Segment Start: The data
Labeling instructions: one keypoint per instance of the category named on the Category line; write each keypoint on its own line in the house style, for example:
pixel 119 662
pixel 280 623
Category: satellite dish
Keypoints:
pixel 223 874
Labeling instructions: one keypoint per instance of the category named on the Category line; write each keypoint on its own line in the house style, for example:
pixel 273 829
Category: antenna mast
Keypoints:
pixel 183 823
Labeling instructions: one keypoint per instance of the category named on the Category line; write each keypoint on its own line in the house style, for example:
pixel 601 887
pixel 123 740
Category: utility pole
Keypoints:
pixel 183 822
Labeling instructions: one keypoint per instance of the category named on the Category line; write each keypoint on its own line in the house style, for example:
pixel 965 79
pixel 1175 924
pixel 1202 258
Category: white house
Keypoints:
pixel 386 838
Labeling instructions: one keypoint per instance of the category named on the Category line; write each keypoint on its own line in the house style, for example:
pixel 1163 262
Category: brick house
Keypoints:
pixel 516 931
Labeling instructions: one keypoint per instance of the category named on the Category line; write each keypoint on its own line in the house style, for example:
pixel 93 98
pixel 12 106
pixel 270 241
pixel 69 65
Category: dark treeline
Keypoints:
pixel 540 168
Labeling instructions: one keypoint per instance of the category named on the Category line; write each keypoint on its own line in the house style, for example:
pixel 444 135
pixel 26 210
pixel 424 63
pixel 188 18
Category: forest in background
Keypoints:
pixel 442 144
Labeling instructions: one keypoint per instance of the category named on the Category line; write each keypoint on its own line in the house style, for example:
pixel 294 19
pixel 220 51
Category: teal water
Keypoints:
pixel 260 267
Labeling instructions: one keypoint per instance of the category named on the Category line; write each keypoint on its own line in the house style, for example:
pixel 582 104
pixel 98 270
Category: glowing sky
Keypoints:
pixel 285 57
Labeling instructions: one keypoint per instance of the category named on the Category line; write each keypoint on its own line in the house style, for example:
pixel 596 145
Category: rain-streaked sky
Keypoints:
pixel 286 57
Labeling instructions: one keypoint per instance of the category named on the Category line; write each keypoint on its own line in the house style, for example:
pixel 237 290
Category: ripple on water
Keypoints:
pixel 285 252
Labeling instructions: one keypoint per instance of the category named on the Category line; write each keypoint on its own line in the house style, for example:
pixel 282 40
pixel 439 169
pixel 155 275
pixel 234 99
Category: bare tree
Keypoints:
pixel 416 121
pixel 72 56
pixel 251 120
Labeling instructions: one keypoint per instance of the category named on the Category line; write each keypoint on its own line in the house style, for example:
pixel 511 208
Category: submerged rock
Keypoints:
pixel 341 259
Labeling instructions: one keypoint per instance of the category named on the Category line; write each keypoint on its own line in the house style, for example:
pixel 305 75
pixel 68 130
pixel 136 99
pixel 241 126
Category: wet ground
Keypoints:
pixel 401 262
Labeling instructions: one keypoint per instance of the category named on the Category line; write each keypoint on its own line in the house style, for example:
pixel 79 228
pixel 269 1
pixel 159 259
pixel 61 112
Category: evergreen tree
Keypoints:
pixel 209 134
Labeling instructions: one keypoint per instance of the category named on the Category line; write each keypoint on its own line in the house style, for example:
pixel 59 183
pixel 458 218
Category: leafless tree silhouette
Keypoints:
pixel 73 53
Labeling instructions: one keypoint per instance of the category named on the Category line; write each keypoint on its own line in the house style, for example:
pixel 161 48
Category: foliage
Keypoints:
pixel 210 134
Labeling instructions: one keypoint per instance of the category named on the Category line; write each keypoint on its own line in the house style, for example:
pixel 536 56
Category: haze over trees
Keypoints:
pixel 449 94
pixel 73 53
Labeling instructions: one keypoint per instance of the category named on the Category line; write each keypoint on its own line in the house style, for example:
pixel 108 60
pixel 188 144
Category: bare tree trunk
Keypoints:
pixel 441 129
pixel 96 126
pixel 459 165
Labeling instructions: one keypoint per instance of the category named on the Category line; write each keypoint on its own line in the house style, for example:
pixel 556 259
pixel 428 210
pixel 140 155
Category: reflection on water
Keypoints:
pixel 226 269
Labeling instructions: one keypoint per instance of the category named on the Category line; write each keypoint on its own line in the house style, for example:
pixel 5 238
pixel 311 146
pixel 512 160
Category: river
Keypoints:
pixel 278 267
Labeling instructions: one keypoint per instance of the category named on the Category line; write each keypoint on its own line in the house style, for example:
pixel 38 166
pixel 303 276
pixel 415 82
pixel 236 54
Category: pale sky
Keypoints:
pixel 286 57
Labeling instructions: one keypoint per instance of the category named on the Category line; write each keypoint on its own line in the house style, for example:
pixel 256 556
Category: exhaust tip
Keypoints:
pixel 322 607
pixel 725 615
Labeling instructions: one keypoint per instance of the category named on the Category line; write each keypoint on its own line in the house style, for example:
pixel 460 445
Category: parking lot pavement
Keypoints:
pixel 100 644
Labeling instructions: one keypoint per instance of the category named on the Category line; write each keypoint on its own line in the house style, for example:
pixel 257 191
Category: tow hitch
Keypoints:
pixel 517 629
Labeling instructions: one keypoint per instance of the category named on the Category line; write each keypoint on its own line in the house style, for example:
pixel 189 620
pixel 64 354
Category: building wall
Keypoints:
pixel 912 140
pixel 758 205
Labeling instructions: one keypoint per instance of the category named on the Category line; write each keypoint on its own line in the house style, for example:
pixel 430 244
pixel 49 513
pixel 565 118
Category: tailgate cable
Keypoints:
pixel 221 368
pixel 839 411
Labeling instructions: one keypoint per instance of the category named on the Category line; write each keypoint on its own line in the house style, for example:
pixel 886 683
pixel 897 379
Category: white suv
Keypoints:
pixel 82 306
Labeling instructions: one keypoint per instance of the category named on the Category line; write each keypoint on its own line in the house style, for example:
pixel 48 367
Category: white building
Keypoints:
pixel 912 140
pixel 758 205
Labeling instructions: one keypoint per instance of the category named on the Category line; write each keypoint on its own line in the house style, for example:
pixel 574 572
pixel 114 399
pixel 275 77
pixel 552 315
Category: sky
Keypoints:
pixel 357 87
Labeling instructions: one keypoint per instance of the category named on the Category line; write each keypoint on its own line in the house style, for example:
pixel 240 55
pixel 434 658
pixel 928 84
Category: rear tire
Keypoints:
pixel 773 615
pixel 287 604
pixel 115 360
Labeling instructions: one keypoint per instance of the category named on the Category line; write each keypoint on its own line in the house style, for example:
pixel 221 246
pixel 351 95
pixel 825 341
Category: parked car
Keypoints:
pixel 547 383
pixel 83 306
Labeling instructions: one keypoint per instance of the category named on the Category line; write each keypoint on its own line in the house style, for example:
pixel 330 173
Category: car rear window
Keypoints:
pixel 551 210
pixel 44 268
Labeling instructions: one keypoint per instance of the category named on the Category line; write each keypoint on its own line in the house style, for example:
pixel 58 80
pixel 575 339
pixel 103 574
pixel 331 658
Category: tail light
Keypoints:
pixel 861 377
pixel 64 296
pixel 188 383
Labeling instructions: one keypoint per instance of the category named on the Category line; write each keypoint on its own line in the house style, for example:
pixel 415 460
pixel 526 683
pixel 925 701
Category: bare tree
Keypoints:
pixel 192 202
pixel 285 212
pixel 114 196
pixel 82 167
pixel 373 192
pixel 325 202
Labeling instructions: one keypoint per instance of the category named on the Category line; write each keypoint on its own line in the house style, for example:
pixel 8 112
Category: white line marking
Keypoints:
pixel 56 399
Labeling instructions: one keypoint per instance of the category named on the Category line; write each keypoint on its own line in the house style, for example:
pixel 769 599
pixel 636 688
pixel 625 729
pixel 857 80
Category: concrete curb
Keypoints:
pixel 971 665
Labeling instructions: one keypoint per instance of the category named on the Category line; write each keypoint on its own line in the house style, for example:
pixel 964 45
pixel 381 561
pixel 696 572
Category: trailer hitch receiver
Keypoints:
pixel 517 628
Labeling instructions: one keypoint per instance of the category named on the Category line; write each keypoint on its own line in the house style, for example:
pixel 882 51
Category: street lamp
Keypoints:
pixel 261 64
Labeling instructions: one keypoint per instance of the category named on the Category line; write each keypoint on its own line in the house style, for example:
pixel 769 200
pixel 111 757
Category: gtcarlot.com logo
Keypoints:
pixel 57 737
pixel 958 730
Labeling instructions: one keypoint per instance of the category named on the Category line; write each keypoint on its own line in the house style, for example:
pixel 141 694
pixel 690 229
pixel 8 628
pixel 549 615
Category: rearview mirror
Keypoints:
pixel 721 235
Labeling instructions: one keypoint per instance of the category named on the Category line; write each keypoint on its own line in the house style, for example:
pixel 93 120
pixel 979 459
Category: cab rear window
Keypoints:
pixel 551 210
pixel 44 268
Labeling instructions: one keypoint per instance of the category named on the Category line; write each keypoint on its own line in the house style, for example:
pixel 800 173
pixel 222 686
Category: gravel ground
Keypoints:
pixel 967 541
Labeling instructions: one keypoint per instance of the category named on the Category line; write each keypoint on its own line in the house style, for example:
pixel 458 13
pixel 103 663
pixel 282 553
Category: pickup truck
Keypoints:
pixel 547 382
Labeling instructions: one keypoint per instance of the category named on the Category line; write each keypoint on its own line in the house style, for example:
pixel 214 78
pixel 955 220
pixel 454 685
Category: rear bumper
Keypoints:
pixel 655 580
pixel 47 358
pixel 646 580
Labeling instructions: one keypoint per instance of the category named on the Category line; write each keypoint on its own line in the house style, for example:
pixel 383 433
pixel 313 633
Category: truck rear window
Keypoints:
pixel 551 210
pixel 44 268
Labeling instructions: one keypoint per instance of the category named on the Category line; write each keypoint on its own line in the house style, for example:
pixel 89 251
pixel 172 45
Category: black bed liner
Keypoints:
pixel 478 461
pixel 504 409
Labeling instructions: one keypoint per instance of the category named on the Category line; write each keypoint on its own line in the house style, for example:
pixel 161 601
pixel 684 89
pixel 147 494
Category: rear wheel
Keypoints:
Segment End: The data
#### Work instructions:
Set down exactly the lines of the data above, beginning with the line that has "pixel 690 229" and ending with the line that has "Category: gravel ground", and no others.

#### Response area:
pixel 690 229
pixel 8 628
pixel 549 615
Category: rearview mirror
Keypoints:
pixel 721 235
Labeling instructions: one keypoint per instance of the category named on the Category line; write each keypoint on its own line in the house style, for example:
pixel 93 120
pixel 979 459
Category: cab rear window
Keypoints:
pixel 551 210
pixel 44 268
Labeling instructions: one keypoint per instance of the category named on the Category line; write each keypoint on its own line in the house style, for example:
pixel 800 173
pixel 222 686
Category: gravel ground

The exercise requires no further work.